*PROBLEM REQUIREMENTS*
Reproduce the material below verbatim, line for line, and leave the pictures out of your copy.

*RECORDS SHOWN*
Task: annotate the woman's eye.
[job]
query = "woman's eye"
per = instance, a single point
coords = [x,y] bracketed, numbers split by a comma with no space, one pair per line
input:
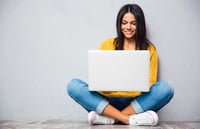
[133,23]
[124,23]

*RESPONSE FOR THIS EXERCISE*
Task: annotate the woman's eye.
[job]
query = "woman's eye"
per = instance, a single point
coords = [x,y] bracketed, numbers split by a comma with no space, one pair per line
input:
[133,23]
[124,23]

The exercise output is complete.